--- Text under study Enclosed Below ---

Technical Whitepaper — v1.1 (Daemon)

Classification

This document describes the technical architecture of inference-relay v1.1 — the standalone Rust daemon — for enterprise security review, integration evaluation, and audit. It supersedes the v1.0 (npm library) whitepaper for customers deploying the daemon distribution. The v1.0 npm library remains supported; see the v1.0 whitepaper for that distribution's architecture.

Prepared: May 17, 2026
Author: inference-relay engineering
Scope: Daemon runtime, license trust chain, Session Pool, sticky-session model, update chain, network surface, threat model
Version: 1.1.11
PATENT PENDING
Abstract

inference-relay v1.1 is a single ~12 MB statically-linked Rust binary that exposes Anthropic-shape HTTP at 127.0.0.1:7421 and routes every request through a real interactive Claude Code session. Same load-bearing posture as a database connection pool — local routing, zero content through the relay, the user's own subscription paying for the inference.

--- End of Enclosed Text under study ---
--- Dataset content Enclosed Below ---

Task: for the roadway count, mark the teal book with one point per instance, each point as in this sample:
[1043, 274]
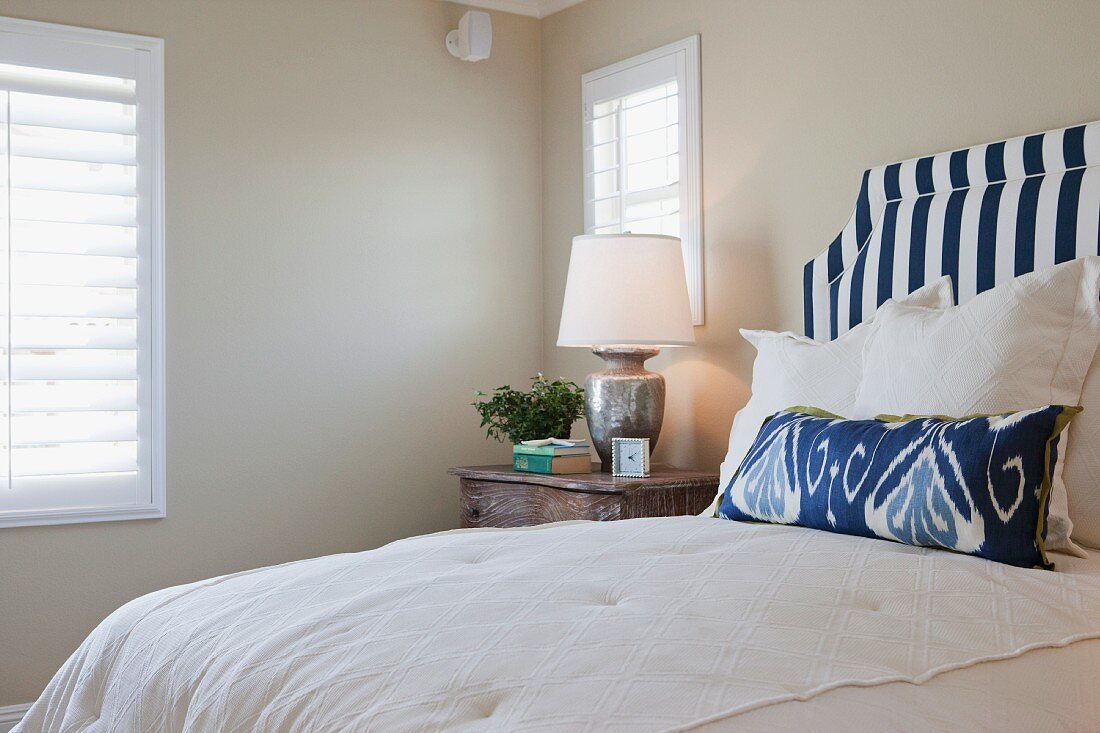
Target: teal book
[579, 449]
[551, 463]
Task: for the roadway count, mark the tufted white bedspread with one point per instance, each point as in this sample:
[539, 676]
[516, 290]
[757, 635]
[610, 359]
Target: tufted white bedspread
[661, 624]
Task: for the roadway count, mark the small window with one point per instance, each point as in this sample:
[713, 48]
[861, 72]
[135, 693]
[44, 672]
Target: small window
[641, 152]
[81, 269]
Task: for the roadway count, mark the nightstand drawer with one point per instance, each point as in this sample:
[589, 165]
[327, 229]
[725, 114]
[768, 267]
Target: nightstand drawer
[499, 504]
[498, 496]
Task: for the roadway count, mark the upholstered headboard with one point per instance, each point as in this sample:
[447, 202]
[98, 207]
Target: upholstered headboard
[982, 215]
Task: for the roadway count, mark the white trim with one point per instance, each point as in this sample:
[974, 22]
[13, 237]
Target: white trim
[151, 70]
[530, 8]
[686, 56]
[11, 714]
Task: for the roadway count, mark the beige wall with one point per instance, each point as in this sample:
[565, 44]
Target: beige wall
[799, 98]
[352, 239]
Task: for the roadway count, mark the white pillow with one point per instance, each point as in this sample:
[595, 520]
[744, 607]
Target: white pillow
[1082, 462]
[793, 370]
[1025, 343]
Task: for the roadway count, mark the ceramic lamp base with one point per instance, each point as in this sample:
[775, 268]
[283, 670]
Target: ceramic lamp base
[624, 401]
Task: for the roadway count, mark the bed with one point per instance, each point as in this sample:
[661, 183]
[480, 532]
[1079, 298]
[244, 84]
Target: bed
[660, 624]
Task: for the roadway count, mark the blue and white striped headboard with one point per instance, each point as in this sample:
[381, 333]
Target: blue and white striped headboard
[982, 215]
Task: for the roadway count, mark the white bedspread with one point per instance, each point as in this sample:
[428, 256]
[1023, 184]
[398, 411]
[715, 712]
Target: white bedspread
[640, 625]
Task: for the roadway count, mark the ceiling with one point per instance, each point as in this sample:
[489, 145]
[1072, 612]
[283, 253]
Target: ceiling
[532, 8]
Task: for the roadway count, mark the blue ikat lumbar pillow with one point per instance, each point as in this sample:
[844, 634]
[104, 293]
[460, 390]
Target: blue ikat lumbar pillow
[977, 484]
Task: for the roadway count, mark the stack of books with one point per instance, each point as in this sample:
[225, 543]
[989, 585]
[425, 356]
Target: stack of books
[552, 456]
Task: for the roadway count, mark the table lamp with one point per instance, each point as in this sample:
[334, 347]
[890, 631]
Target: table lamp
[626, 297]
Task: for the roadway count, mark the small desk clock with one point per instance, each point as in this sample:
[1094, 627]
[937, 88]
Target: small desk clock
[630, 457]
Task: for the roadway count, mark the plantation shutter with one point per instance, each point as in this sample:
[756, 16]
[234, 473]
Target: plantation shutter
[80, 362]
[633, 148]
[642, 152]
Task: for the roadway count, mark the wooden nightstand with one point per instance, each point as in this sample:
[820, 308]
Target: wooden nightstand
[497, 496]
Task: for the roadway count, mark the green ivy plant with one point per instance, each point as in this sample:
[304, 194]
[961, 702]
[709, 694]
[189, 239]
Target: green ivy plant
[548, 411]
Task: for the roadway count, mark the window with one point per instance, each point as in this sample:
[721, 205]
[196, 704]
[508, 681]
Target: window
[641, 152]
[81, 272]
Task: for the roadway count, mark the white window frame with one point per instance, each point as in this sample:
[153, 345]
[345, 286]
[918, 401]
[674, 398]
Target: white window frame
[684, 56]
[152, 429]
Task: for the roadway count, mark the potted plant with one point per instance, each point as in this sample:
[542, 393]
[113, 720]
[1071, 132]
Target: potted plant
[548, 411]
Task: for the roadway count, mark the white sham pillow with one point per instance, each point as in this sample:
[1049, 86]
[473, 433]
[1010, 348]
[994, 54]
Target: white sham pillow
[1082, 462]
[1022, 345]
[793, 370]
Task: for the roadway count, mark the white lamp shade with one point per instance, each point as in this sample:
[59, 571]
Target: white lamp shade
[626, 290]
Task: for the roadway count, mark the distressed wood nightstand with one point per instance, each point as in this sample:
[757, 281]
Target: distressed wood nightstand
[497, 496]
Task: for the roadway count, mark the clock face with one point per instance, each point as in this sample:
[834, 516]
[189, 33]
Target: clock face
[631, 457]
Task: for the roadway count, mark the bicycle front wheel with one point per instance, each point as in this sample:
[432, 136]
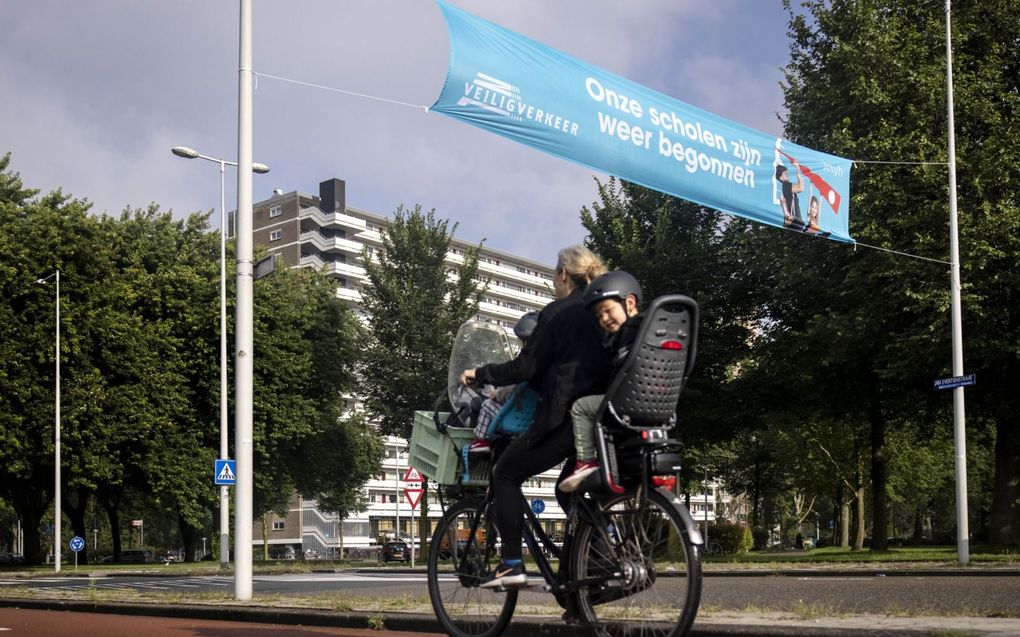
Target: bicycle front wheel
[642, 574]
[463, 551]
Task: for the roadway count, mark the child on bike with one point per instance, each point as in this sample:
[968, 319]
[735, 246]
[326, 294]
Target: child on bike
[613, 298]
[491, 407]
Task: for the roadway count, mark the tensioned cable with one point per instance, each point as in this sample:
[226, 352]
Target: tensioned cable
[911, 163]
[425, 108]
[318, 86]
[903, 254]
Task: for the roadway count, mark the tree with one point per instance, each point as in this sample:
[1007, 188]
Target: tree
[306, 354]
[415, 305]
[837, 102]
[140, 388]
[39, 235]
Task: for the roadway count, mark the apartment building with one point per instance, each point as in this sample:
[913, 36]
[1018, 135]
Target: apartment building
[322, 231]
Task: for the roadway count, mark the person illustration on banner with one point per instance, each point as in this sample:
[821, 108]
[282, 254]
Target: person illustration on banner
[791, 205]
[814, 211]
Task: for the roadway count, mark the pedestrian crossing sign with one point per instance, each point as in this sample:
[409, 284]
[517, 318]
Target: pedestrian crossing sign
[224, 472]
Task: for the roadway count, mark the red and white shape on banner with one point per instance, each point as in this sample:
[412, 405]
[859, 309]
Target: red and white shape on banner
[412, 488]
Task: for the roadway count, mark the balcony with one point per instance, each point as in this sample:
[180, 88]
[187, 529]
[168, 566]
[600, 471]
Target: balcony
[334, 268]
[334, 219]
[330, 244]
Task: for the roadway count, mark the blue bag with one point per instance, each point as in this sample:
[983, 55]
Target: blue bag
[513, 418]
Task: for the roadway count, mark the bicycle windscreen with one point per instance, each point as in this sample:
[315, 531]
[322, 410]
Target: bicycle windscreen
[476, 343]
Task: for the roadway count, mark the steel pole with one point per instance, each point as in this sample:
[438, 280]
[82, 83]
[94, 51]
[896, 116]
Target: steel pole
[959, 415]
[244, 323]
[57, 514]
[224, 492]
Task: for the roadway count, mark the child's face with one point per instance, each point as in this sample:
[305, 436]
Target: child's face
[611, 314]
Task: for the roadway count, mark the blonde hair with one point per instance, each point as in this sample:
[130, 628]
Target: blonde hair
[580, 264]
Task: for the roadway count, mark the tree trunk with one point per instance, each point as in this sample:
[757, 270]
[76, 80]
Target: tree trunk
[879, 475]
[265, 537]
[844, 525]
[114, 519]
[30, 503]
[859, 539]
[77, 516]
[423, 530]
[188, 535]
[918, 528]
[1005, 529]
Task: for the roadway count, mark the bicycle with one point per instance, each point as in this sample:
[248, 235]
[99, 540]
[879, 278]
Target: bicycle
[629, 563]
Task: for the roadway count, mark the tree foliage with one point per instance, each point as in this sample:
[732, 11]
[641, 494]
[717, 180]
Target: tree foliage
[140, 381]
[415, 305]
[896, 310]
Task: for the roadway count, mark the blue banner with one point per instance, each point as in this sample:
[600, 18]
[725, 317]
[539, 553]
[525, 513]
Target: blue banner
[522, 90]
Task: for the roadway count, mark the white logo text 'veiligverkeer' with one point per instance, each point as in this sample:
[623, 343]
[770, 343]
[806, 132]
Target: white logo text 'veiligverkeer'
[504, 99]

--- End of Enclosed Dataset content ---

● **Task**
Revise everything in the whitepaper from "This document describes" down to "that distribution's architecture.", replacing "daemon" with "service" throughout.

● **Exercise solution**
This document describes the technical architecture of inference-relay v1.1 — the standalone Rust service — for enterprise security review, integration evaluation, and audit. It supersedes the v1.0 (npm library) whitepaper for customers deploying the service distribution. The v1.0 npm library remains supported; see the v1.0 whitepaper for that distribution's architecture.